Attività da svolgere:
[A] Cita fedelmente dal discorso sul 2 giugno il passo che comincia con le parole contenenti "Ci vuole quindi" e termina con "per andare avanti.".
[B] Prosegui il discorso sul 2 giugno a partire dall'ultima frase riportata.

Discorso:
FABIO MUSSI (Gruppo sinistra democratica-l'Ulivo). Cari più giovani amici, con il passare del tempo la memoria di tanti eventi storici si indebolisce o si perde. Noi qui siamo stamane, in questo importante incontro voluto fortemente dal Presidente della Camera, innanzitutto a ricordare una data: questo 2 giugno che non deve essere dimenticato mai - è la data della Costituzione - perché dal passo allora compiuto non si deve e non si può tornare indietro. Si può andare avanti, ma non si può tornare indietro. Non si può tornare indietro dalla Repubblica, dalla democrazia, dall'Italia una e indivisibile. Qui tutti applaudiamo, ma fuori c'è qualcuno che fischia quando si invoca questo valore. Non si torna indietro dalla libertà.
Ci vuole quindi il coraggio di grandi cambiamenti. Il coraggio non è solo quello di quest'Assemblea, di chi conduce in quest'Aula le sue battaglie, ma è il coraggio di un paese, di un popolo. Grandi cambiamenti chiedono coraggio, ma io penso che bisognerebbe essere addirittura temerari a non volerli o ad opporvisi. E, vedete, quando si ingaggiano le battaglie dei grandi cambiamenti, come voi sapete bene, le cose sono più dure e difficili, persino cattive, di quanto appaia stamane in quest'aula in questa discussione: c'è conflitto, c'è lotta. Non bisogna avere paura, però bisogna trovare la forza per andare avanti.

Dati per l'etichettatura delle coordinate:
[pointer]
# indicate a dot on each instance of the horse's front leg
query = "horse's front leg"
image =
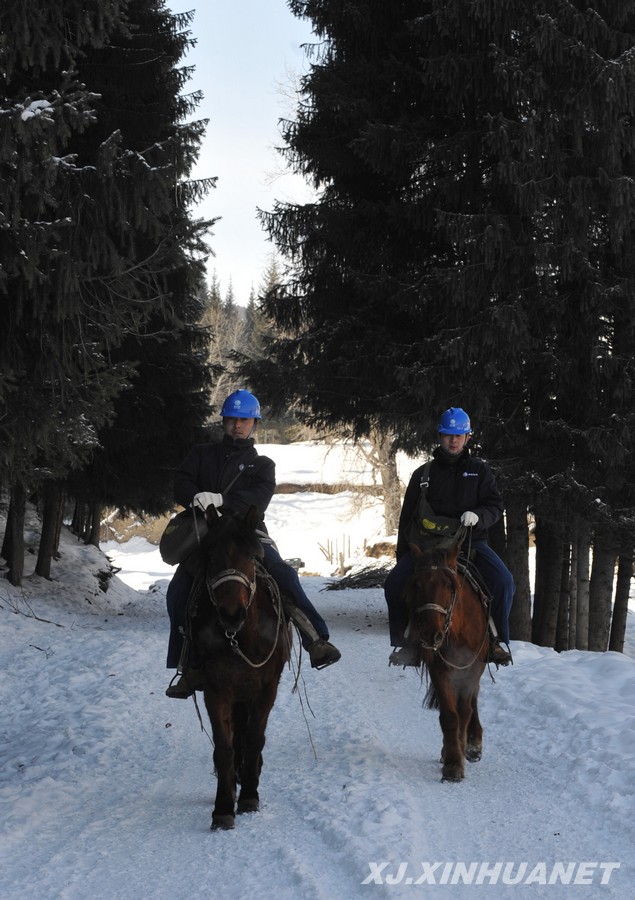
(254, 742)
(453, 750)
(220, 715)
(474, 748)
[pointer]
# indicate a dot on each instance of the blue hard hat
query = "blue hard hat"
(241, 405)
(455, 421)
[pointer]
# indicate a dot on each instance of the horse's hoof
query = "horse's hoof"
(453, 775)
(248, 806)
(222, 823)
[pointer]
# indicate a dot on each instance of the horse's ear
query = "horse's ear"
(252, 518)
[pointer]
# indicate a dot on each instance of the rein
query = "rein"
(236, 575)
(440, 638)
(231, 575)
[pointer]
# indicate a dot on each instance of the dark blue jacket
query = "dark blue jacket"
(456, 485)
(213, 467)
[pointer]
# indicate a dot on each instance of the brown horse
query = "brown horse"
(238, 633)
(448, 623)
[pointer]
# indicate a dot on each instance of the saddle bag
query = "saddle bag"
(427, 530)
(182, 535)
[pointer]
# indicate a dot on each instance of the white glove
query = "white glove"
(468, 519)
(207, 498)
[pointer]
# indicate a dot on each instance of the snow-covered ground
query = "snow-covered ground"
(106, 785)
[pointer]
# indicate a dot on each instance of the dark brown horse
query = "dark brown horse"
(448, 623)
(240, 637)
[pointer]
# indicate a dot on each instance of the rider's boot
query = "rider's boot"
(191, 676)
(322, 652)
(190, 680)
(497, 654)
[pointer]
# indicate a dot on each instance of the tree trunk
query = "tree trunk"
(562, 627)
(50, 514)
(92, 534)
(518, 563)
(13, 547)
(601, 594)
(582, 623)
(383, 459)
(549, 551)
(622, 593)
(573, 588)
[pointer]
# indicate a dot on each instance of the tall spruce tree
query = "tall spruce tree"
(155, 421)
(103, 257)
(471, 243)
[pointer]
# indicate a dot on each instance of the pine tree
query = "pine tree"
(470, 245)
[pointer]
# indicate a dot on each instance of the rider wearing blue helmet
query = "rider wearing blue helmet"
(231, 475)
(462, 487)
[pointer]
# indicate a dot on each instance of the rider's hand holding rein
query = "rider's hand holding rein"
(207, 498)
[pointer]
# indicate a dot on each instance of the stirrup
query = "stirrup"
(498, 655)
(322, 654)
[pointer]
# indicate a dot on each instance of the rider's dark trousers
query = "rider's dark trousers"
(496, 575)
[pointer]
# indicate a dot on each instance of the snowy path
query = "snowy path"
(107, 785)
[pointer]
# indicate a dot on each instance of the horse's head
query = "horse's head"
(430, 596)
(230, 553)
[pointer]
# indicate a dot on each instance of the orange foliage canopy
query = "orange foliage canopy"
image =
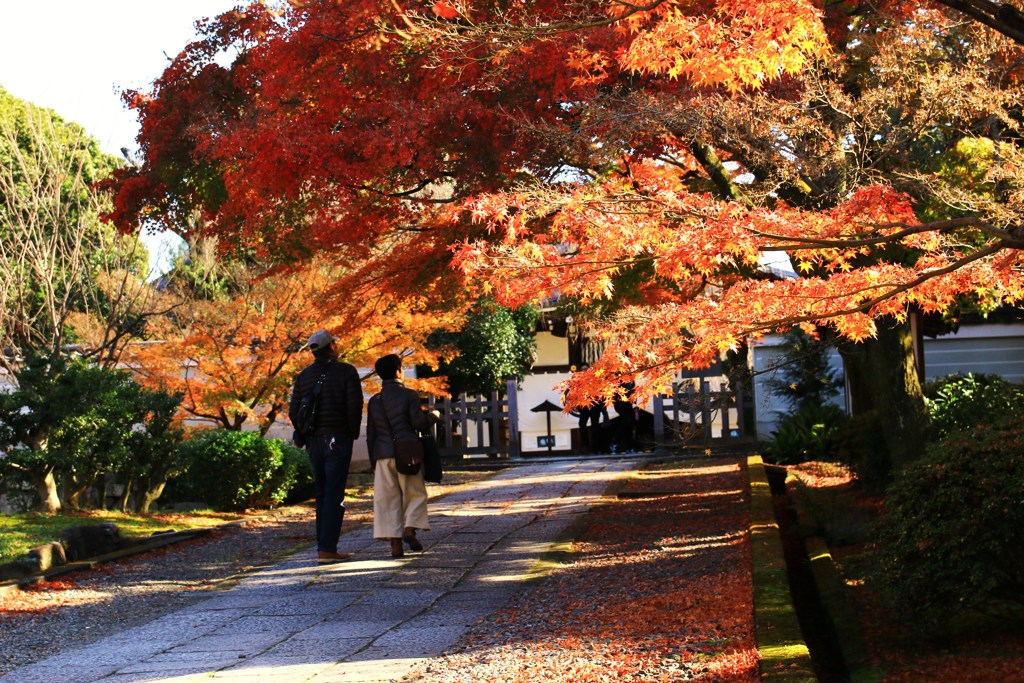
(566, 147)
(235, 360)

Risultati:
[A]
Ci vuole quindi il coraggio di grandi cambiamenti. Il coraggio non è solo quello di quest'Assemblea, di chi conduce in quest'Aula le sue battaglie, ma è il coraggio di un paese, di un popolo. Grandi cambiamenti chiedono coraggio, ma io penso che bisognerebbe essere addirittura temerari a non volerli o ad opporvisi. E, vedete, quando si ingaggiano le battaglie dei grandi cambiamenti, come voi sapete bene, le cose sono più dure e difficili, persino cattive, di quanto appaia stamane in quest'aula in questa discussione: c'è conflitto, c'è lotta. Non bisogna avere paura, però bisogna trovare la forza per andare avanti.

[B]
Qui ci sono state tante citazioni di miei colleghi. Mentre vi guardavo - ed è un bello spettacolo anche guardarvi, perché spero che siate voi tra qualche anno a prendere nelle vostre mani le redini di una situazione che spero a quel punto sarà più ordinata, più sicura di quanto sia oggi - anche a me è venuta in menta la citazione di un americano, che non è il grande Kennedy citato da Selva, ma un indiano, un capo pellerossa. È una citazione bellissima, folgorante, trovata in un libro, che dice: «Il mondo noi non lo abbiamo in eredità dai nostri padri, ma in prestito dai nostri figli». È bellissima. Devo dire che il prestito che la mia e le generazioni precedenti hanno ricevuto non è stato ben remunerato. L'immenso debito pubblico vuol dire che questo paese è vissuto a spese vostre a lungo e la mancanza di lavoro idem, vuol dire la stessa cosa.
Allora, le riforme. Tre grandi ne abbiamo sul tavolo, tre grandi, straordinarie, da far tremare le vene ai polsi, ma non possiamo permetterci di fare passi indietro.
Quando parliamo di Stato sociale, vuol dire nuovo patto sociale, prima ancora che tra classi, tra generazioni.
Quando parliamo di nuova Costituzione - quei testi base sui quali cominceremo a votare domani l'altro in bicamerale; siamo alla prova della verità - parliamo di una radicale riorganizzazione dello Stato e dei suoi poteri per molti decenni; per molti decenni, non per qualche mese.
E quando parliamo di Europa - ecco la terza grande questione che abbiamo sul tavolo - non parliamo solo di una moneta, ma di una grande idea per il futuro nostro e vostro.
Quindi, vi assicuro che stiamo lavorando con la consapevolezza che decidiamo della nostra e della vostra vita. Voi - vi prego - tenete accesi i riflettori, siate attivi, tenete la parola. La politica, quando non è imbroglio e corruzione, è una grandissima cosa: afferratela. Ogni generazione lo fa a modo suo: trovate il vostro (Applausi).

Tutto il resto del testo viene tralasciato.